### MATERIAL SHOWN
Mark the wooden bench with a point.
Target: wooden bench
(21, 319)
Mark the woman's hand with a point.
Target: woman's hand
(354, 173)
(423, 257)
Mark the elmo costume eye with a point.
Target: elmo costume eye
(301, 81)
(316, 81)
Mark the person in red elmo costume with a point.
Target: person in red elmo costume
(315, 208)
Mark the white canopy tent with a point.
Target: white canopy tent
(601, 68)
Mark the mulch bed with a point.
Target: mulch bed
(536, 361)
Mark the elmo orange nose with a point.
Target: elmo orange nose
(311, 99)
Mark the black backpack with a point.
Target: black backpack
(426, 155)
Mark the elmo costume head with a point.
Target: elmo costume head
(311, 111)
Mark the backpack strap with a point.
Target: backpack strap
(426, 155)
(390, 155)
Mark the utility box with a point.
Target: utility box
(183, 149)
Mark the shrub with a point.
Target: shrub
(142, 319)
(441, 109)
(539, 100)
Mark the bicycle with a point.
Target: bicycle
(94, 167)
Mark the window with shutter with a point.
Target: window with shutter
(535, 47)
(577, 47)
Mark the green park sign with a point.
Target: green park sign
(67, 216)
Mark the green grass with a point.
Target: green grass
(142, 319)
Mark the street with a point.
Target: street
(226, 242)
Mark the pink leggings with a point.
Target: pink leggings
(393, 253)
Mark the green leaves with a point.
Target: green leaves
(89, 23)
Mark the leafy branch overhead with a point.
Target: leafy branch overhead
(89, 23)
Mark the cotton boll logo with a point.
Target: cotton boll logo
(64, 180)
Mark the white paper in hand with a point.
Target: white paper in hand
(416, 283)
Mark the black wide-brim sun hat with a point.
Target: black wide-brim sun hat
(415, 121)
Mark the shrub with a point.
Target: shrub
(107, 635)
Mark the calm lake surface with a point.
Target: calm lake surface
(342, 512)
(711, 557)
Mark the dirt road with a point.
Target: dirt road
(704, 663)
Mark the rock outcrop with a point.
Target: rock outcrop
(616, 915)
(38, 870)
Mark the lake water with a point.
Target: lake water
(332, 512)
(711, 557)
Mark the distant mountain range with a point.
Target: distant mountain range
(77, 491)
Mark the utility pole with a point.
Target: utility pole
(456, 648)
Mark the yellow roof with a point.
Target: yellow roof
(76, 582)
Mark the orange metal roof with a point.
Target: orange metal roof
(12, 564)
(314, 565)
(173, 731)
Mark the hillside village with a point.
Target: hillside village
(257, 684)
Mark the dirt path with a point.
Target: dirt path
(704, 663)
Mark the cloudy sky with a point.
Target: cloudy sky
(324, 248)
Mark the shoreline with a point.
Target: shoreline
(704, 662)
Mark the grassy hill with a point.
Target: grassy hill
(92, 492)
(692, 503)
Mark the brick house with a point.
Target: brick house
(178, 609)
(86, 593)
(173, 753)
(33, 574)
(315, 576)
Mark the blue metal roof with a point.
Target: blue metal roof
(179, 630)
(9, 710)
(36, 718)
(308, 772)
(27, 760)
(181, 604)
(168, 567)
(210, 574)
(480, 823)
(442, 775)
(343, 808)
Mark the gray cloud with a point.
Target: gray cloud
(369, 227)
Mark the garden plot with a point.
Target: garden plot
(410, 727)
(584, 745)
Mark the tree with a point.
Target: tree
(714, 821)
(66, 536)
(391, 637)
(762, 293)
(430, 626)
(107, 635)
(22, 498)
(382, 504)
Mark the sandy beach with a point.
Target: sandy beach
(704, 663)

### STATED GOAL
Convert the lines from the one with "Mark the sandy beach with a point." through the end of the records into a numbered list, omitting blank lines.

### WRITTEN REPLY
1. Mark the sandy beach with a point.
2. Target: sandy beach
3. (704, 663)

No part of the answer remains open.